- **Supplied entries**:
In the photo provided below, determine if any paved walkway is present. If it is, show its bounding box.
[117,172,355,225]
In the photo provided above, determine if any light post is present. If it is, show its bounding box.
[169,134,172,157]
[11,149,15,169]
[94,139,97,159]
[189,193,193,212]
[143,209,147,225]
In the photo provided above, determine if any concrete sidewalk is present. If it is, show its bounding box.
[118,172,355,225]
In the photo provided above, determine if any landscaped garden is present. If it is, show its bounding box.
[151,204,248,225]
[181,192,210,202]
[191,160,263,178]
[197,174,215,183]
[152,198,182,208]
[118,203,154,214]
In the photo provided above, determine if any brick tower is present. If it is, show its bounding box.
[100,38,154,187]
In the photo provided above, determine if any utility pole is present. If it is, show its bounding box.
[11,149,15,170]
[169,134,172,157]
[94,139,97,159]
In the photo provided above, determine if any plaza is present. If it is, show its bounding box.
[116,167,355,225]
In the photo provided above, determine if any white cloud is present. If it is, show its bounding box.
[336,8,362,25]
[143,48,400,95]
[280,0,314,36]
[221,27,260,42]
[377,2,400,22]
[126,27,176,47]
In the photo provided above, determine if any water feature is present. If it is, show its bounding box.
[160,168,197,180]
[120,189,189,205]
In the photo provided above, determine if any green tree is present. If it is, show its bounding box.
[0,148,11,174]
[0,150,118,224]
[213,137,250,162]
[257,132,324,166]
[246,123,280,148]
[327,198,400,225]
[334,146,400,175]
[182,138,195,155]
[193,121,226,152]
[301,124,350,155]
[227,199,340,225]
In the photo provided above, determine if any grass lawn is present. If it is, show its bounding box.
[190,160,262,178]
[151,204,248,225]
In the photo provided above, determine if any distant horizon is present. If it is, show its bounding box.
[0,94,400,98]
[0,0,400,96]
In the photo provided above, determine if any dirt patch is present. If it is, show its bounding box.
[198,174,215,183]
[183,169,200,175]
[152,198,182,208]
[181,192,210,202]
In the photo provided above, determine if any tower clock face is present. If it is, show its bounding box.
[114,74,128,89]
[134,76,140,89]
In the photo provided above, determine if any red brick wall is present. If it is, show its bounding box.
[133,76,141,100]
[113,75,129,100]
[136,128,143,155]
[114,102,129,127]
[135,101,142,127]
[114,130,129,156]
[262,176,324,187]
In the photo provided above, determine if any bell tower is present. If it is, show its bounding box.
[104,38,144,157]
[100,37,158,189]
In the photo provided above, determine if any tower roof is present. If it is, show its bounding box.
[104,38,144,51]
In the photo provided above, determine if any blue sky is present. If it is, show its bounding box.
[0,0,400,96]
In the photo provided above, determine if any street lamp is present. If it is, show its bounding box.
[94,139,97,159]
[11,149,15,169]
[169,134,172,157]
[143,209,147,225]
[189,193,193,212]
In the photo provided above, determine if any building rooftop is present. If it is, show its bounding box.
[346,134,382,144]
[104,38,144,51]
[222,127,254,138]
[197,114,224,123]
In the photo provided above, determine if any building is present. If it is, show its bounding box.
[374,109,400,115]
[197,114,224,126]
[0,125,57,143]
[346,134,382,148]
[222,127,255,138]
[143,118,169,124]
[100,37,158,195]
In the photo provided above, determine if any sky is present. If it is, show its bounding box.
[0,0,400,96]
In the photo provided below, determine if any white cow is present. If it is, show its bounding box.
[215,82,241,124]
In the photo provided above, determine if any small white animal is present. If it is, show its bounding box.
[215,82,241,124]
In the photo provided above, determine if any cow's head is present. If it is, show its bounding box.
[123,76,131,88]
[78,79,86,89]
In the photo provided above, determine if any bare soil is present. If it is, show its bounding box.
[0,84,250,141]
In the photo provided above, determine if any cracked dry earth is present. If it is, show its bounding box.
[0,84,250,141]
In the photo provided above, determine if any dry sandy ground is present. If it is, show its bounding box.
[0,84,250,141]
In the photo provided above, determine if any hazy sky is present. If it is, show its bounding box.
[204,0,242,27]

- **Exercise prompt**: Transcribe every row above word for word, with no line changed or left out.

- **Answer to this task**:
In the photo provided below, determine if any paved walkway is present. If it is, show its bounding box.
[117,172,355,225]
In the photo provided above, determine if any light post is present. If it is, show its bounding box.
[169,134,172,157]
[11,149,15,169]
[94,139,97,159]
[189,193,193,212]
[143,209,147,225]
In the photo provided above, determine if any concrete sidewalk is present. If it is, show its bounding box.
[118,172,355,225]
In the photo provided above, determine if any landscaped garden is present. If it is, show its bounding box.
[151,204,248,225]
[181,192,210,202]
[191,160,263,178]
[197,174,215,183]
[152,198,182,208]
[118,203,154,214]
In the photo provided above, determine if any brick tower is present. If it is, show its bounding box.
[100,38,154,187]
In the photo provided above, determine if any utility pole is present. If it is, show its bounding box.
[11,149,15,170]
[169,134,172,157]
[94,139,97,159]
In the photo provided above, determine if any plaza is present. If it is, show its bounding box.
[116,167,355,225]
In the photo provided above, determine if any white cloud is present. If it is, show its bounding box.
[336,8,362,25]
[143,48,400,95]
[280,0,314,36]
[221,27,260,42]
[377,2,400,22]
[126,27,176,47]
In the photo provided above, determine if any water feature is present. If it is, show its bounding box.
[160,168,197,180]
[120,189,189,205]
In the photo provided above, determine if any green tree is present. If it is, show its bounding box.
[0,148,11,174]
[0,150,118,224]
[213,137,250,162]
[257,132,324,166]
[246,123,280,148]
[327,198,400,225]
[334,146,400,175]
[182,138,195,155]
[193,121,226,152]
[301,124,350,155]
[227,199,340,225]
In the photo provided above, determine if any grass lawn is present. If it is, show its bounding box.
[190,160,262,178]
[151,204,248,225]
In the photo provided above, determine if any distant horizon is present. If it is, show its bounding box.
[0,94,400,98]
[0,0,400,96]
In the photo provided above, determine if any dirt patch is present. If it is, show its bounding box.
[198,174,215,183]
[183,169,200,175]
[152,198,182,208]
[181,192,210,202]
In the photo provided above, determine if any tower clock face is present. If it is, show its bounding box.
[114,74,128,89]
[134,76,140,89]
In the photo provided above, determine if any red brick wall is present. If it is, show its bounding box.
[133,76,141,100]
[113,75,129,100]
[136,128,143,155]
[114,102,129,127]
[135,101,142,127]
[114,130,129,156]
[262,176,324,187]
In the photo provided above, determine if any bell tower is present. If it is, show its bounding box.
[104,38,144,157]
[100,37,158,189]
In the photo provided above, determine if any tower roof is present. If it is, show its bounding box.
[104,38,144,51]
In the photo provided above, determine if any blue sky is present. If it is, show its bounding box.
[0,0,400,96]
In the photo provided above, determine if any street lamp is present. If it is, show its bounding box.
[94,139,97,159]
[11,149,15,169]
[169,134,172,157]
[143,209,147,225]
[189,193,193,212]
In the photo provided above, determine if any building rooftop is present. If it is, show its bounding box.
[346,134,382,144]
[104,38,144,51]
[222,127,254,138]
[197,114,224,123]
In the photo provided above, determine if any building is present. If it is, show its bounding box.
[374,109,400,115]
[197,114,224,126]
[0,125,57,143]
[346,134,382,148]
[222,127,255,138]
[143,118,169,124]
[100,37,158,195]
In the photo provided above, determine if any sky is present. If it is, show its bounding box.
[0,0,400,96]
In the photo provided below, determine if any white cow is present. If it is, show its bounding box.
[215,82,241,124]
In the photo provided above, determine if any small white animal is present. If it is, show its bounding box.
[215,82,241,124]
In the photo provided above, determine if any cow's head is present. If it is, show its bounding box.
[123,76,131,88]
[78,79,86,89]
In the photo provided above, determine if any bare soil is present. If it is, show its bounding box.
[0,84,250,141]
In the photo provided above, determine if any cracked dry earth is present. If it is, show its bounding box.
[0,84,250,141]
In the photo provided above, determine if any dry sandy ground is present. If it is, show its bounding box.
[0,84,250,141]
In the photo provided above, determine if any hazy sky is present. If it is, show its bounding box.
[204,0,242,27]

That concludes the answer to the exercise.